• _TRECHO DO TEXTO_
________________________
Redimindo o ativismo judicial: constitucionalismo democrático e a função contra-argumentativa das cortes constitucionais

Matheus Casimiro, Eduarda Peixoto da Cunha França, Flavianne Fernanda Bitencourt Nóbrega

Resumo


A expressão “ativismo judicial” funciona como um trunfo argumentativo para aqueles autores que discordam de decisões judiciais acerca de temas controversos. Tão logo uma decisão seja definida como ativista, será considerada ilegítima e, inclusive, inconstitucional, encerrando debates acerca de hard cases que poderiam ocorrer de modo mais científico e menos subjetivo. Busca-se, por meio deste artigo, desmistificar a expressão “ativismo judicial” e desvinculá-la de um sentido intrinsecamente pejorativo. Com base na Teoria do Constitucionalismo Democrático, desenvolvida por Reva Siegel e Robert Post, apresenta-se o papel contra-argumentativo que a jurisdição constitucional desempenha e como, nessa função, ela pode proferir decisões ativistas legítimas e constitucionalmente fundamentadas. Com base nisso, apresentam-se quatro critérios para avaliar se uma decisão ativista é adequada: o normativo; o de accountability; o da jusfundamentalidade; e o dialógico. Por fim, analisam-se decisões recentes do STF (ADPFs 709 e 742 e as ADIs n.os 6.341, 6.856 e 6.857), proferidas durante a pandemia, constatando-se que são compatíveis com os critérios propostos. Adota-se, no trabalho, o método hipotético-dedutivo e a pesquisa de cunho bibliográfico-documental, juntamente a uma análise qualitativa de casos.

Palavras-chave


ativismo judicial; direitos fundamentais; jurisdição constitucional; Supremo Tribunal Federal; separação de poderes.
________________________
• _DADOS EXTRAÍDOS_
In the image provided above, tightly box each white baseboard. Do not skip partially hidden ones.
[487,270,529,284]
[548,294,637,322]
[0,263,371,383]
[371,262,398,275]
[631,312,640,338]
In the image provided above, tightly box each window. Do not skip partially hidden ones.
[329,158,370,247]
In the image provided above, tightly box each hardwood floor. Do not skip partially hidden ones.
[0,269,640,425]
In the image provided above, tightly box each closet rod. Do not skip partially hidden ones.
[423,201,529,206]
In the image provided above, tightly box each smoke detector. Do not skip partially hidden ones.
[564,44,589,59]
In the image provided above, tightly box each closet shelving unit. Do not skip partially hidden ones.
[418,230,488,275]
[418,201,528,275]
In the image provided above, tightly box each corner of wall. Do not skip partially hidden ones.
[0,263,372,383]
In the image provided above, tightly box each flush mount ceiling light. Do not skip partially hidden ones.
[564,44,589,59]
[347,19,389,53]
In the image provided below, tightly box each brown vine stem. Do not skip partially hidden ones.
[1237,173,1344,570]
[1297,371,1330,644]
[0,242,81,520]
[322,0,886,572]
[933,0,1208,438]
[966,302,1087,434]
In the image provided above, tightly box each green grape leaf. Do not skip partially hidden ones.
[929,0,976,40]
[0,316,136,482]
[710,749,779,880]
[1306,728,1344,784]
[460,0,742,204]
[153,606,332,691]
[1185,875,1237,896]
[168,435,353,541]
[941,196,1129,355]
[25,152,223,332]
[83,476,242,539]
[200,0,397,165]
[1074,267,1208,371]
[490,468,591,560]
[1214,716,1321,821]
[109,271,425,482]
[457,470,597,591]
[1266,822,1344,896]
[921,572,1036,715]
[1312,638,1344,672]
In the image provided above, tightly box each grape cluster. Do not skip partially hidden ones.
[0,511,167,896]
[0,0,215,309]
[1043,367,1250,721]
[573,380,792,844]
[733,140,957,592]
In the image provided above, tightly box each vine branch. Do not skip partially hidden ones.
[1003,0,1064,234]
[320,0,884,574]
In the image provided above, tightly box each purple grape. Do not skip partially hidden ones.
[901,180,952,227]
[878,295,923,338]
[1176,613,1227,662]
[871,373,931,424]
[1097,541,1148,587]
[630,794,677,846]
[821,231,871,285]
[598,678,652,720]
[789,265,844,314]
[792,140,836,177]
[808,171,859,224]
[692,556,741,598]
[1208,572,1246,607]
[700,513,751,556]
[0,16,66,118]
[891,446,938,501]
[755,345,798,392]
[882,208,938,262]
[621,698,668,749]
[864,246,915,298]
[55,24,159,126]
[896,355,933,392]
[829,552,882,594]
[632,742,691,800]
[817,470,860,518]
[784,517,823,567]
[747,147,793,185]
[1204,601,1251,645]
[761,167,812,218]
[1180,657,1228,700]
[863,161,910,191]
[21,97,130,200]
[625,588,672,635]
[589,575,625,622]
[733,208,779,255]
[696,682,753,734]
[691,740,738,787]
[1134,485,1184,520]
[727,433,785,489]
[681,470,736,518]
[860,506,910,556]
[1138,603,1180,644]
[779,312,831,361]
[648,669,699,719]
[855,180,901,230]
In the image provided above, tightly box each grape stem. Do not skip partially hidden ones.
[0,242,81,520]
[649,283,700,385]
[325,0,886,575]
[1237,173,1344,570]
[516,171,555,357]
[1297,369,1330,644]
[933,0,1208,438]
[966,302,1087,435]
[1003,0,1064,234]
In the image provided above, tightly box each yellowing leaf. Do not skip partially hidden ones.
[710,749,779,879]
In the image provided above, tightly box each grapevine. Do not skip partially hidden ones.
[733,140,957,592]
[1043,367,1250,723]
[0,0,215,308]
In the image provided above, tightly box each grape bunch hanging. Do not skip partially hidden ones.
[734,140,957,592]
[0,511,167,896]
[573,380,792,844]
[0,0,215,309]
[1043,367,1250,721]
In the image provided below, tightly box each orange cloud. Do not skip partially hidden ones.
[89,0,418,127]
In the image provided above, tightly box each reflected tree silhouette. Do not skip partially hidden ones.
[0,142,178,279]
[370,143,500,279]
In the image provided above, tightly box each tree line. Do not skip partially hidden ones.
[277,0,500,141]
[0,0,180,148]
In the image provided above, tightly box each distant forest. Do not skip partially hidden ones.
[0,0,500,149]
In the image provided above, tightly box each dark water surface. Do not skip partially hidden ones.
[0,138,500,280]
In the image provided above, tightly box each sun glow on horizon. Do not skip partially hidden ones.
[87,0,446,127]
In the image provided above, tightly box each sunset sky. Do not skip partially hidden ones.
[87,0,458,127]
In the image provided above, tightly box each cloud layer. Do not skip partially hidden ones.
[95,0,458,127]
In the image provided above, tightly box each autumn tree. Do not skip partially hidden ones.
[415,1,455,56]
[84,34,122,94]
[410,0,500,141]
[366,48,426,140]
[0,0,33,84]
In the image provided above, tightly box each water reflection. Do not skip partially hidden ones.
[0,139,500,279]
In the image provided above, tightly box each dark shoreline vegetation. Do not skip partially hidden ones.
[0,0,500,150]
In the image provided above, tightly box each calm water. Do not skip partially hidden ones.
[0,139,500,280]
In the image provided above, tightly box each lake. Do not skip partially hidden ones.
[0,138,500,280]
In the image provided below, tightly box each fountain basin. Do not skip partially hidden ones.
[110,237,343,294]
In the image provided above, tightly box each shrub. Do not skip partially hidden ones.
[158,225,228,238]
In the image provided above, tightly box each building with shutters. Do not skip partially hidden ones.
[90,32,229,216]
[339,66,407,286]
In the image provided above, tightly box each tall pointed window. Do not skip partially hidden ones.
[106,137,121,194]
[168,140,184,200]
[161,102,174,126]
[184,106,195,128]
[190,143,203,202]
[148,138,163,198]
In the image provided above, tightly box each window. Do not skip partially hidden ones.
________________________
• _REQUISITOS DO EXERCÍCIO_
Segundo o trecho sobre ativismo judicial, quais são os quatro critérios apresentados para avaliar se uma decisão ativista é adequada? Os dados constituem um material à parte, independente do texto.

• _TAREFA CONCLUÍDA_
O normativo, o de accountability, o da jusfundamentalidade e o dialógico.